● **EXERCISE GOAL**
Copy every one of the entries below word for word, keeping each line in its original order.

-- Start RECORD SET --

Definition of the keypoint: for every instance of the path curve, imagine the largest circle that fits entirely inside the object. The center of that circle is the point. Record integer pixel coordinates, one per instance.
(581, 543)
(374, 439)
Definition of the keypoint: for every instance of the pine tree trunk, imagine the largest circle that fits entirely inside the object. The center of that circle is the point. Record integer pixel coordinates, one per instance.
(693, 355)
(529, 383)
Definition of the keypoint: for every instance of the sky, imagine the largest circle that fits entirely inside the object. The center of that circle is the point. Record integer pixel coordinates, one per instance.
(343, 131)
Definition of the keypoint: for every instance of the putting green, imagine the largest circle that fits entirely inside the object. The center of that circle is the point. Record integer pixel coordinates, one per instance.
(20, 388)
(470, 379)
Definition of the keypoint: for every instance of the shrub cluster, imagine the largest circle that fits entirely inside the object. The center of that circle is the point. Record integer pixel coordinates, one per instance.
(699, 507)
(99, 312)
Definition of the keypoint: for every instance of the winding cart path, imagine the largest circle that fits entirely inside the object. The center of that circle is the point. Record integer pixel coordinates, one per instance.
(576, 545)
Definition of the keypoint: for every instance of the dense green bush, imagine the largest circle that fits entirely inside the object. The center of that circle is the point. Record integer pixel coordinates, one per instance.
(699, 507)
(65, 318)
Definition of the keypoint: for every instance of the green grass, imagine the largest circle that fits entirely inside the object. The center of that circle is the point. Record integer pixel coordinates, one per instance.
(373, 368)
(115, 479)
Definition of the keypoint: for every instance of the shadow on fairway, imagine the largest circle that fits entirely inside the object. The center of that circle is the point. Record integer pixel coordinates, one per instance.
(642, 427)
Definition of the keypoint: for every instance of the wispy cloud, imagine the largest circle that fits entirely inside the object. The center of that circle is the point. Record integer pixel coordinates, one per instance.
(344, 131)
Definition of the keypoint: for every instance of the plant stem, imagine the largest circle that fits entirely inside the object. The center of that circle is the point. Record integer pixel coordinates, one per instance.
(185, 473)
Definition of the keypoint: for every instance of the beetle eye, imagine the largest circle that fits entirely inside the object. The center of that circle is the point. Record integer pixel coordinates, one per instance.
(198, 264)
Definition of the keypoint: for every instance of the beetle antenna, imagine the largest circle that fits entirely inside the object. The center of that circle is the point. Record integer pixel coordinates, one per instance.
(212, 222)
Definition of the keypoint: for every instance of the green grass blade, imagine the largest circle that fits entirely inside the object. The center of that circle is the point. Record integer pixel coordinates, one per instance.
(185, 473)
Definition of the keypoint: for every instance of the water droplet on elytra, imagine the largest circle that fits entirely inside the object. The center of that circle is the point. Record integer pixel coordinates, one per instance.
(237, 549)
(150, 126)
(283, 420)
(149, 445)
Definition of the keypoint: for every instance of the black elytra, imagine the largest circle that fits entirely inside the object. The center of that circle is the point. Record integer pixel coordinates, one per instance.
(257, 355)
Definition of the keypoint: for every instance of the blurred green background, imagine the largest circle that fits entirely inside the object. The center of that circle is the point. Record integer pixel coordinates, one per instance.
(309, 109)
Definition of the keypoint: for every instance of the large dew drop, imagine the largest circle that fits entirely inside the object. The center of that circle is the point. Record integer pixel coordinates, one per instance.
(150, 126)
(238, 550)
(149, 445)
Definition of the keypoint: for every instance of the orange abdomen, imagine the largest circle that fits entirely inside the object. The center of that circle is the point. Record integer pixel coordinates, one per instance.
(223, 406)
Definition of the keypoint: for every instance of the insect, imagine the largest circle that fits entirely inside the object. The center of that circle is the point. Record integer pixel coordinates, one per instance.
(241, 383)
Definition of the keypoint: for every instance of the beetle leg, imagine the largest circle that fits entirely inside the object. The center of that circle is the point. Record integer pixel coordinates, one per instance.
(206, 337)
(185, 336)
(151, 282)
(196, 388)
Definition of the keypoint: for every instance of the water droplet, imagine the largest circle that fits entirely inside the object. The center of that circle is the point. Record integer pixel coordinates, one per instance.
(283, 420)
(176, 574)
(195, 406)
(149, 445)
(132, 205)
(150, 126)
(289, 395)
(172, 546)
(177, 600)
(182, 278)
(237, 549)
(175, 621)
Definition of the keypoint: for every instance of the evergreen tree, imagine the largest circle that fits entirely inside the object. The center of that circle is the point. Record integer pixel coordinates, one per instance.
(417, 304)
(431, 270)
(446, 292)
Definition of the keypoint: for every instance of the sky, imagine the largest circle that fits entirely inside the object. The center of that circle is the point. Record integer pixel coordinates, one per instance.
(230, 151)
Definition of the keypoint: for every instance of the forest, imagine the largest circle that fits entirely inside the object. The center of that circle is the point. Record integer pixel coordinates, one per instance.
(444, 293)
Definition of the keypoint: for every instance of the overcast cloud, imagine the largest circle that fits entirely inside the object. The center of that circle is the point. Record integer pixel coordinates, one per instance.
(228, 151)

-- End RECORD SET --

● **RESULT FOR THIS EXERCISE**
Definition of the keypoint: for every instance of the path curve, imagine the largest circle that fits entirely inside the object. The center of that circle is the point. Record integer pixel coordinates, one per instance.
(581, 543)
(374, 439)
Definition of the keypoint: for every instance of the pine tree trunk, imagine the largest circle that fits entirely inside the object. The center of that circle is the point. Record integer pixel coordinates, one per instance.
(693, 355)
(529, 383)
Definition of the keypoint: for every instance of the sky, imagine the largest circle that fits entirely inside the object. The center of that circle is the point. Record integer pixel coordinates, one per instance.
(343, 131)
Definition of the keypoint: for every instance of the putting green, imagine the largest circle that fits entirely inside the object. The center of that circle is the point. Record integer pixel coordinates, one per instance.
(20, 388)
(470, 379)
Definition of the keypoint: for every instance of the shrub cluster, imagine the largest circle that fits entirely inside the object. The center of that circle is the point. Record integer pixel coordinates, one per instance.
(699, 507)
(99, 312)
Definition of the keypoint: for every instance of the winding cart path, imagine the largest circle that fits entirely inside the object. The center of that circle is the point. Record integer pixel coordinates, one per instance.
(576, 545)
Definition of the keypoint: for every instance of the dense green bush, imagine the largest circle that fits entirely inside the object. The center of that circle is the point. Record integer pixel coordinates, one per instance.
(699, 507)
(65, 318)
Definition of the keypoint: for every instance of the green grass, imagine the largest circle that fits entirely inside the object. The center of that circle is the point. Record integer pixel coordinates, one per instance.
(373, 368)
(115, 479)
Definition of the keypoint: for every instance of the shadow on fairway, imagine the largest circle that fits entirely inside the object. The center of that circle is the point. Record integer pixel coordinates, one per instance.
(642, 427)
Definition of the keypoint: for every instance of the wispy cloud, imagine the largest circle that fits entirely inside the object. The center of that circle is the point. Record integer pixel coordinates, one per instance.
(344, 131)
Definition of the keypoint: for every instance of the plant stem, imagine the largest circle that fits entirely inside the object. The center of that circle is the point. Record integer pixel coordinates, one per instance.
(185, 473)
Definition of the keypoint: for every instance of the beetle eye, imagine the largest circle that fits entirely inside the object. The center of that circle is the point. Record integer pixel coordinates, one per instance.
(198, 264)
Definition of the keypoint: for every instance of the beetle antenna, imagine the largest circle that fits entirely inside the object. The center of that circle is the point. Record integer pixel coordinates, one per instance.
(212, 222)
Definition of the keypoint: for every instance of the green grass blade, imagine the largest circle that fits entirely inside the object. The center of that circle is the point. Record integer pixel coordinates, one per instance.
(185, 473)
Definition of the keypoint: for every instance of the water droplet on elytra, imagine the largest circle that fits entirely inside the object. The center of that circle is the point. Record integer pixel coordinates, one per instance.
(237, 549)
(150, 126)
(283, 420)
(149, 445)
Definition of the keypoint: for every instance of the black elytra, imagine the largest circle that fits entirely inside the object. The center of that circle is the point. Record integer pixel coordinates, one per instance.
(257, 355)
Definition of the keypoint: for every instance of the blurred green background, imagine the largest circle that fits entirely inside the object. The center of that circle is the point. Record integer pixel coordinates, one per instance.
(309, 109)
Definition of the keypoint: for every instance of the large dew drop, imagine the largest circle that fits entirely inside the object. The center of that circle is the point. Record integer pixel coordinates, one per instance.
(150, 126)
(238, 550)
(149, 445)
Definition of the keypoint: for every instance of the orange abdomen, imagine the largest circle that fits entirely inside the object. The center of that circle is the point. Record integer pixel coordinates, one per instance.
(223, 406)
Definition of the keypoint: for every instance of the insect, imagine the largest circle that fits entirely inside the object. The center of that circle is the point. Record integer pixel coordinates, one per instance.
(241, 383)
Definition of the keypoint: for every instance of the beetle leg, imagine the largest circle that fits entirely inside the object. The center of that circle is the point. Record integer pixel coordinates, one per instance.
(206, 337)
(185, 336)
(151, 282)
(196, 388)
Definition of the keypoint: for every instance of the water droplet, imagine the largest circle that fits entirely inside the object. The center of that circle is the point. Record integer pixel coordinates, one per instance.
(283, 420)
(176, 574)
(195, 406)
(149, 445)
(132, 205)
(150, 126)
(289, 395)
(172, 546)
(177, 600)
(182, 278)
(237, 549)
(175, 621)
Definition of the keypoint: for every instance of the evergreen tree, imagine the largest circle that fits entirely inside the object. The center of that circle is the point. Record integer pixel coordinates, one per instance.
(417, 304)
(431, 270)
(446, 292)
Definition of the keypoint: for every instance of the sky, imagine the largest circle that fits entirely inside the object. The center of that circle is the point. Record integer pixel coordinates, one per instance.
(230, 151)
Definition of the keypoint: for every instance of the forest, imagine the largest circle that fits entirely inside the object. The center of that circle is the point. Record integer pixel coordinates, one per instance.
(444, 293)
Definition of the keypoint: for every instance of the overcast cloud, imagine the largest circle that fits entirely inside the object. The center of that circle is the point. Record integer pixel coordinates, one per instance.
(228, 151)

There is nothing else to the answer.